(Pointing dataset records)
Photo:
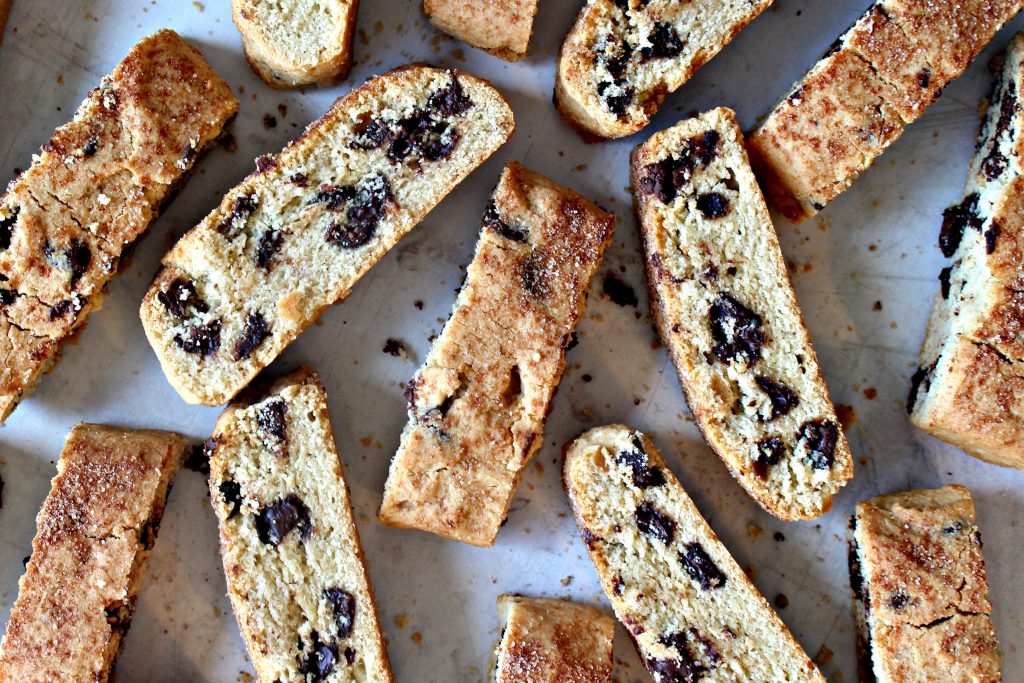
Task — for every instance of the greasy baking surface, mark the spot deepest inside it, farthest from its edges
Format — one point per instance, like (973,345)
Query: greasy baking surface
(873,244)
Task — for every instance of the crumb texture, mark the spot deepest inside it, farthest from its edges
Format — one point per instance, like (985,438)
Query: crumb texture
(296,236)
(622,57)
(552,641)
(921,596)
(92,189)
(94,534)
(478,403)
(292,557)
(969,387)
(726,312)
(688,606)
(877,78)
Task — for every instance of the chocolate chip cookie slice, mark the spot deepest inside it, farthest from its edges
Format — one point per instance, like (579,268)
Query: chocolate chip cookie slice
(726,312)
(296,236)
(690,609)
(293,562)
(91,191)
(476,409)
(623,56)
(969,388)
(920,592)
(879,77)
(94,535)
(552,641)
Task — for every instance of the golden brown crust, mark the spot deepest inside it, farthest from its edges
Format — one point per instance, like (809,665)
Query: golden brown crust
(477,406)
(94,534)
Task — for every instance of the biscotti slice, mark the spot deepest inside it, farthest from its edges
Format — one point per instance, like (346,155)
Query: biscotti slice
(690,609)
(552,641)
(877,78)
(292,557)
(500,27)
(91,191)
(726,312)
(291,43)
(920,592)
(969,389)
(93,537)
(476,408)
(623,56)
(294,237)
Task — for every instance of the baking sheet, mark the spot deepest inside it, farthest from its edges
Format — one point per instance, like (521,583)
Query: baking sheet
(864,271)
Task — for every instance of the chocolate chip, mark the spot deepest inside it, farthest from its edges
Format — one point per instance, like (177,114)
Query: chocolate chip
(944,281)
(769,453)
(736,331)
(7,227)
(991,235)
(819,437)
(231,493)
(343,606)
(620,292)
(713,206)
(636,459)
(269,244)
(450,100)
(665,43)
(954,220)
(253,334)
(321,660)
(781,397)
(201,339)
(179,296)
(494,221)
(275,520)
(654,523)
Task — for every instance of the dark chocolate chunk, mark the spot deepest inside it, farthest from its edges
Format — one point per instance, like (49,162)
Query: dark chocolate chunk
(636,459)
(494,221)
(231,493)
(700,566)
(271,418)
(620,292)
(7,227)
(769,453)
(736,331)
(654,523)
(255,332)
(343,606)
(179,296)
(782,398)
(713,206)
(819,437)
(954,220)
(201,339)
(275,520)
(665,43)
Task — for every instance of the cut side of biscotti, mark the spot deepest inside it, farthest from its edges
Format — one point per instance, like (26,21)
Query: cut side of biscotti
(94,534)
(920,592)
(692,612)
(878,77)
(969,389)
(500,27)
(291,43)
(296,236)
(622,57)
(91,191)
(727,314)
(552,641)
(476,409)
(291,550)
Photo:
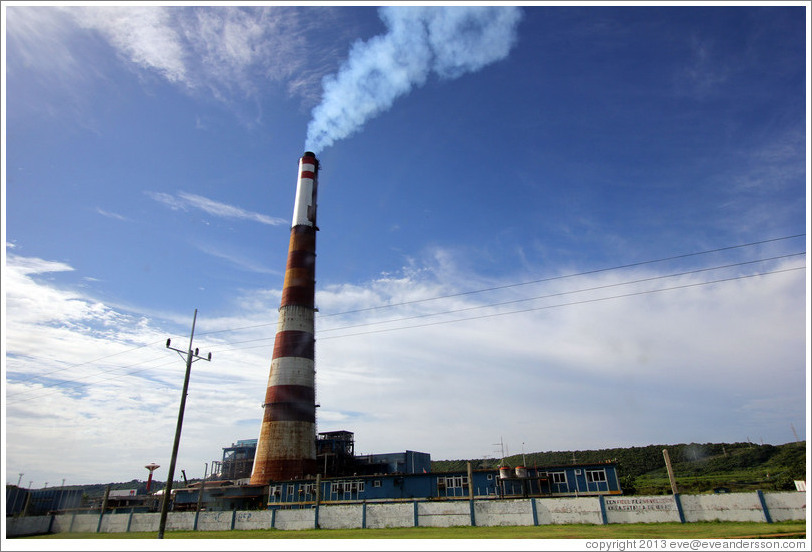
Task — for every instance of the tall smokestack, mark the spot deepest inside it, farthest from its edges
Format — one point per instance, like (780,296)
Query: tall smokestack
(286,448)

* _Instructions for the task_
Copy the data exactly. Any picture it contains is to be omitted.

* _Solution to this exercise_
Photo:
Task — for every instance of the greasy baking surface, mark the spot deepest inside it, farthest from its edges
Format — one point per instance, like (973,345)
Query: greasy baking surface
(873,244)
Task — for every instance of the crumb texture, mark the spot deepest inside it, farthest from its edges
Format — one point per instance, like (985,438)
Query: crumb texture
(296,236)
(622,57)
(552,641)
(921,596)
(92,189)
(94,534)
(478,403)
(292,557)
(969,387)
(726,312)
(688,606)
(877,78)
Task — for every instance of the chocolate chip cookie slice, mark the spot deepest inside it, farthest from its edges
Format — one point per instance, like (579,268)
Query: chocolate chip cookie slice
(726,312)
(296,236)
(690,609)
(293,562)
(91,191)
(476,409)
(623,56)
(969,388)
(920,592)
(879,77)
(94,535)
(552,641)
Task — for every instance of the golden brown crust, mark the spot deepest inside it, farthest from its edges
Format — one point per instance, like (809,665)
Query: golden brown crust
(477,406)
(94,534)
Task — for every instance of the biscotti slice, mark the spot deepest inside it, farthest from its edges
Format — one point per instance, like (346,155)
Query: biscotti slice
(690,609)
(552,641)
(877,78)
(292,557)
(500,27)
(91,191)
(726,312)
(291,43)
(920,592)
(969,389)
(93,537)
(476,408)
(623,56)
(294,237)
Task — for every instance of the baking sheet, mark the spot deepest inside it, farthest from its edges
Format — one point per instance, like (521,583)
Query: baking sheet
(864,271)
Task — for every instance of the chocolate chip, mark the spot deepest inside it, farthest from its edges
Format — one point per instance, like (177,114)
Query: chocolate chip
(944,281)
(769,453)
(736,331)
(7,227)
(991,235)
(819,437)
(231,493)
(343,606)
(620,292)
(713,206)
(636,459)
(269,244)
(450,100)
(665,43)
(954,220)
(253,334)
(321,660)
(781,397)
(201,339)
(179,296)
(494,221)
(275,520)
(654,523)
Task — for every instance of the dark chocolate chunk, mark the spot deepest inside it, farthest from its edges
Format — one point per instance, like (49,162)
Query: dark chocolate chunk
(636,459)
(494,221)
(231,493)
(700,566)
(271,418)
(620,292)
(7,227)
(769,453)
(736,331)
(654,523)
(255,332)
(343,606)
(179,296)
(782,398)
(713,206)
(819,437)
(954,220)
(201,339)
(275,520)
(665,43)
Task — for every instance of the cut side of biscotti, mark the spot deepest inside it, farthest from its edges
Format — one point per instance, like (26,21)
Query: cut side of biscotti
(94,534)
(920,592)
(692,612)
(878,77)
(969,389)
(500,27)
(291,43)
(296,236)
(622,57)
(91,191)
(727,314)
(552,641)
(476,409)
(291,550)
Photo:
Task — for every instance of the tall smokestack, mark the spot deepest inside it, farthest from its edges
Format — one point per instance, like (780,296)
Query: tall smokestack
(286,448)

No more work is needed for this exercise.